▸ Document
○ ○ ○ ○

"My first attempt at a benchmark involved allocating and freeing blocks of random size. Twitter friends correctly scolded me and said that's not good enough. I need real data with real allocation patterns and sizes."
"The goal is to create a "journal" of memory operations. It should record malloc and free operations with their inputs and outputs. Then the journal can be replayed with different allocators to compare performance."
I don't think that is sufficient either. You need to mix the malloc/free with the other work, because the other work knocks your allocator data structures out of cache and pollutes your TLB and branch predictor. And loads up the dram interface (eg by the gpu fetching data from it). Etc etc.
I would have measured the time directly inside of the Doom allocator and the OP could produce the same charts directly from the measured data without replaying the allocation log.
And IF I were going to collect that data, I'd grab the call stack as well to see where the allocations were coming from. There might be a chance to retro fit an arena allocator, but would think Carmack code is already probably optimal? Yes it is, for the reason we can even have this discussion about it.

○ ○ ○ ○

▸ Direction 1
Extract the passage of the allocator benchmarking thread that runs from "I would have" up to and including "the allocation log.", keeping every word unchanged.
▸ Direction 2
Continue the allocator benchmarking thread from the point where it ends.
The entries after this point are separate from the allocator benchmarking thread.

(A run of entries)
○ ○ ○ ○

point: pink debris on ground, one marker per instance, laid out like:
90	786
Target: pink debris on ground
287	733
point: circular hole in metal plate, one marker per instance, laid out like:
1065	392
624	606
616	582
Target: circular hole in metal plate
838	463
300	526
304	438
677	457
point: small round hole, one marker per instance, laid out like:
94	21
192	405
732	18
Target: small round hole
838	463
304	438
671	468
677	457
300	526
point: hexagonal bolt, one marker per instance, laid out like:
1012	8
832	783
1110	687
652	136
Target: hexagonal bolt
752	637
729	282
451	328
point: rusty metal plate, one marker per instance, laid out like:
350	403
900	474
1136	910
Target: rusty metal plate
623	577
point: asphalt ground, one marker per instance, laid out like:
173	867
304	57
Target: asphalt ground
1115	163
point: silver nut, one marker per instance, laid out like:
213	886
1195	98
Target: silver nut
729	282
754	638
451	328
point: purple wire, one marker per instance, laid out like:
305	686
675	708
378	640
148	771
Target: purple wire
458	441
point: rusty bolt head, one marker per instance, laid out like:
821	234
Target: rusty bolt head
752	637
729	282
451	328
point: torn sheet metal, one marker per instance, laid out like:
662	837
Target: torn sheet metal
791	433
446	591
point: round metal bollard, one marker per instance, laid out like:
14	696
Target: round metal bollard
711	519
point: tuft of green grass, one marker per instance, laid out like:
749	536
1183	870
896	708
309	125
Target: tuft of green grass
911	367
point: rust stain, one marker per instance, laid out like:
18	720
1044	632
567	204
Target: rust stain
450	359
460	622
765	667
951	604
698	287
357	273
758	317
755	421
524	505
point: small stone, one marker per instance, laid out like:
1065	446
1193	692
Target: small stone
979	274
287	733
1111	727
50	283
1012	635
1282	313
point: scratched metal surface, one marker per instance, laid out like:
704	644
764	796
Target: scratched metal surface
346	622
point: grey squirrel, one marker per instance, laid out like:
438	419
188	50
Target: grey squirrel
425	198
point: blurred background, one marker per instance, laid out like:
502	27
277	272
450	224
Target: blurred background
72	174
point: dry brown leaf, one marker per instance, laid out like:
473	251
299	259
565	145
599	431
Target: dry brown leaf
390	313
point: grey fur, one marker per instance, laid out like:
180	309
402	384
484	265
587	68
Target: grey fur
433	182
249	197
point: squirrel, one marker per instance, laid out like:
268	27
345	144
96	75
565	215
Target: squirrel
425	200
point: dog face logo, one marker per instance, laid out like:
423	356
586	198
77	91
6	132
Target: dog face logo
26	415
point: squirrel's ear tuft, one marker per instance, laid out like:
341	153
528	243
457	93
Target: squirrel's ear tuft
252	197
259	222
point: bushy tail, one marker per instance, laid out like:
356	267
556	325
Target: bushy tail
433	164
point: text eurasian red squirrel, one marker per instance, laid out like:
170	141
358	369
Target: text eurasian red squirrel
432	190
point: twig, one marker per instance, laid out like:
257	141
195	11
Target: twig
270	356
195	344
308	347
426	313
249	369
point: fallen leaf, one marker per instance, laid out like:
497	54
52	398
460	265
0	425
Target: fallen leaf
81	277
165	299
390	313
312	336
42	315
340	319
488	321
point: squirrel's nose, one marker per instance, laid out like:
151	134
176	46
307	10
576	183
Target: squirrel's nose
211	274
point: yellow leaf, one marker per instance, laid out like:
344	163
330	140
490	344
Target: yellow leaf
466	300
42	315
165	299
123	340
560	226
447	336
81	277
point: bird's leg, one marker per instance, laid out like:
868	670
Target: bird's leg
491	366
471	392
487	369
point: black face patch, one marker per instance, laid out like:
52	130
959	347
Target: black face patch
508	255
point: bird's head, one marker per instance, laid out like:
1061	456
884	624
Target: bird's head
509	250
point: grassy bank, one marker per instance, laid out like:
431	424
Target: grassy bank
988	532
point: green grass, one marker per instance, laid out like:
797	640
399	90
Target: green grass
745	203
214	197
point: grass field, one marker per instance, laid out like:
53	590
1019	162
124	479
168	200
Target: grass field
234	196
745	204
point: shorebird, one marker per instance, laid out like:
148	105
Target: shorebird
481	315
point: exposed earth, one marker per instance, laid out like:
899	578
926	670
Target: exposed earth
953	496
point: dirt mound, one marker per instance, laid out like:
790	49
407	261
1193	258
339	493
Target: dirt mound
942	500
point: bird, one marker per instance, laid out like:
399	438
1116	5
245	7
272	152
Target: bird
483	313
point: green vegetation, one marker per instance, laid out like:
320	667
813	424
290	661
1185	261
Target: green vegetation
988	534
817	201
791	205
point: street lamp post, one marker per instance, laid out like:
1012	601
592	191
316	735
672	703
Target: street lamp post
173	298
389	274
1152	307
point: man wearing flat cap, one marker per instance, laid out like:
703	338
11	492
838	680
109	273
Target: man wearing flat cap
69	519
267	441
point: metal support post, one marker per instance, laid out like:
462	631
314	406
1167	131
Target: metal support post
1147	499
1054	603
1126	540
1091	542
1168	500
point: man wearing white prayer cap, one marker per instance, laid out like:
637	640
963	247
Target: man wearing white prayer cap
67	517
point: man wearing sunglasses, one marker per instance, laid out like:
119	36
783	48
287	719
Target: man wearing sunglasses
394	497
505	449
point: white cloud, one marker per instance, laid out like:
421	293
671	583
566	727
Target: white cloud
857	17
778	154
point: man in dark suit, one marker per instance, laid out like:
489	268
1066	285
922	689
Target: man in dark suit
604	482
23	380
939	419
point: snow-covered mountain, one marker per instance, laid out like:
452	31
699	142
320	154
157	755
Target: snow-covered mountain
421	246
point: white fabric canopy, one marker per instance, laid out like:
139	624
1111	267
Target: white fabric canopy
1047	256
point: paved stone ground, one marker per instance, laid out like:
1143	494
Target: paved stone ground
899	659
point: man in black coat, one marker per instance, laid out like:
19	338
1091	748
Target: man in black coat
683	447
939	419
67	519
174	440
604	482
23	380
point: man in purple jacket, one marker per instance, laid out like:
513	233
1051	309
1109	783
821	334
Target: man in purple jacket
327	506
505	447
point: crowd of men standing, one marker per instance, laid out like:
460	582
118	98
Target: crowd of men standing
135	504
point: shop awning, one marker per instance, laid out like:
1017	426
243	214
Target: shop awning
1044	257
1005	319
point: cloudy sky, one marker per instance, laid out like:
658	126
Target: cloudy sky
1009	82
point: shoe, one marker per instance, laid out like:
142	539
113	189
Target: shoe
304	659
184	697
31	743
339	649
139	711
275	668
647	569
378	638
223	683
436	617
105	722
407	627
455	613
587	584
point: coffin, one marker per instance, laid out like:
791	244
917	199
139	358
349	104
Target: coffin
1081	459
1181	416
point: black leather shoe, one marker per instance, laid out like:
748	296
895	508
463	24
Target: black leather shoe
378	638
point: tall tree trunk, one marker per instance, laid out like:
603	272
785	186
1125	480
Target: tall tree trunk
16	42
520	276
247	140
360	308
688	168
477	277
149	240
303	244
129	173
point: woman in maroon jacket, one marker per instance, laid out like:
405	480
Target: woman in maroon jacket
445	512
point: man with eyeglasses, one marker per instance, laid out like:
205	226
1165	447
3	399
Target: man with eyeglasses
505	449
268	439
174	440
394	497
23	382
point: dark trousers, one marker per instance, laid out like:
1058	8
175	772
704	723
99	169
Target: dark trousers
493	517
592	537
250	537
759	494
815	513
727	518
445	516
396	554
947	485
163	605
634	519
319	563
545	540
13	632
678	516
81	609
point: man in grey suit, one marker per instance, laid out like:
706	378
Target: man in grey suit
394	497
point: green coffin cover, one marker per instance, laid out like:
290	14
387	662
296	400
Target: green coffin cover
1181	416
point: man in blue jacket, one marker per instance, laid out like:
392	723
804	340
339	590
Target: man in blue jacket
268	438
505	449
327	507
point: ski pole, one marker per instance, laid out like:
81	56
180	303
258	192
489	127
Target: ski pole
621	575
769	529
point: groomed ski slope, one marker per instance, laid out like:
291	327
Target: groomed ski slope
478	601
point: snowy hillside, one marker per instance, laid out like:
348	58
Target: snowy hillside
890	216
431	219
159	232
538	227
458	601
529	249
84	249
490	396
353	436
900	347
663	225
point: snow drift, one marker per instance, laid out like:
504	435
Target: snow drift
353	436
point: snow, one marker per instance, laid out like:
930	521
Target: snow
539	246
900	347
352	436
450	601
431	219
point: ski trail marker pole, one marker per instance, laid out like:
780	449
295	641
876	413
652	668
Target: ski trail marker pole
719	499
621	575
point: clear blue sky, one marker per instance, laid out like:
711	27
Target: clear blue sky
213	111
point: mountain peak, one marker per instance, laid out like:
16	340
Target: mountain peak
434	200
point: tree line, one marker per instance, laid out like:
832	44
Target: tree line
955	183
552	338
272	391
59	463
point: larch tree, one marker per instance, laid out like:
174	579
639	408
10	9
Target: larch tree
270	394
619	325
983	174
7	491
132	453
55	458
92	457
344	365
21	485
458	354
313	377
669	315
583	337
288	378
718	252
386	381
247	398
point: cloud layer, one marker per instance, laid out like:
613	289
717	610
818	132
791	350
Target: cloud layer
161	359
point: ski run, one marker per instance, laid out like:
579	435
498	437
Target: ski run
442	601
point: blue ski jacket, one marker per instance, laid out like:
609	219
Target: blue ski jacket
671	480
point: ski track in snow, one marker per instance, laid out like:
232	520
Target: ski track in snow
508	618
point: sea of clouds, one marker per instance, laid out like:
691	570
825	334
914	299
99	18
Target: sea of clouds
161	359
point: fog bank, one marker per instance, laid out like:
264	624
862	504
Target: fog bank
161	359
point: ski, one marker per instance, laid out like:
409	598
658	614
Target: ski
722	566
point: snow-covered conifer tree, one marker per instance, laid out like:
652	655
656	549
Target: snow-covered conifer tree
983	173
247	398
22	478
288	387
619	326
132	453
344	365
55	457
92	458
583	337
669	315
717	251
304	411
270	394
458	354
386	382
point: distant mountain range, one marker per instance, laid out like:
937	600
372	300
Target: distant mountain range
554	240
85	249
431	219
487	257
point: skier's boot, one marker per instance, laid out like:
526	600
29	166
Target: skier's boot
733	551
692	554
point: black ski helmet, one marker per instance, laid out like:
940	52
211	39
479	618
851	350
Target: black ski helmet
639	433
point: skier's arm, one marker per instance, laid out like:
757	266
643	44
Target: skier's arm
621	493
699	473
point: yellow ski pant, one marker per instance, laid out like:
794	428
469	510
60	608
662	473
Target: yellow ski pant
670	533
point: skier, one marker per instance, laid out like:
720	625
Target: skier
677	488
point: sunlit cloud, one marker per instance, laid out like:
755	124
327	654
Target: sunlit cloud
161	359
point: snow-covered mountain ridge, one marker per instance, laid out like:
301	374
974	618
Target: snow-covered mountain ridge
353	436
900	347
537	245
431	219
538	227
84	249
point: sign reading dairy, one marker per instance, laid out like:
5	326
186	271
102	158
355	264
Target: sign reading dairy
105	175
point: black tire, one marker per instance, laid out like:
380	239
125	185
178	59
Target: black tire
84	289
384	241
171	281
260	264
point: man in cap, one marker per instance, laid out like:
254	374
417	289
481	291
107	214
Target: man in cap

○ ○ ○ ○

▸ Exercise output 1
I would have measured the time directly inside of the Doom allocator and the OP could produce the same charts directly from the measured data without replaying the allocation log.

▸ Exercise output 2
The other change I would make to the experiment, is to have the traces be taken from a timedemo and not via regular gameplay so that hypothesis can be tested. At the very least, one could precisely time the impact of instrumentation.
> I would have measured the time directly inside of the Doom allocator
Exactly! The author already has all the infra necessary (rdtsc for each call). Measuring time inside the game would be more accurate and simpler. Why did the author do things this way? I must be missing something.
(By the way, the author even seems to know about this issue since they added code that simulates using the allocated blocks (touching one byte for every allocated 4k), but that does not feel like it's nearly enough.)
> grab the call stack as well
Maybe this part could be done with no code with VTune / Linux perf? Sure, those only gather stochastic measurements (so not ideal for the original latency measurement). But to get a rough idea of where the costly allocations come from, it could be an easy way.
> Why did the author do things this way? I must be missing something.
Likely because it's easier to test against different allocators with a small replay tool than it is to try and get Doom3 to compile against dlmalloc, jemalloc, mimalloc, rpmalloc and tlsf.
I would also bet that getting the game to perform the exact same series of allocations would be an intractable problem to solve. I don't think Doom 3 has a benchmark mode; the author just recorded themselves loading the game, loading a level, doing a bit of gameplay, etc.
Carmack is a great empiricist, meaning he pays a lot of attention to how things work in a running system. All of his engines provide rich facilities for record and replay as well as running benchmarks.
There are lots of facilities for recording and playing back demos. The author could record their own gameplay and play it back in realtime vs running timedemo (which plays back as fast as possible).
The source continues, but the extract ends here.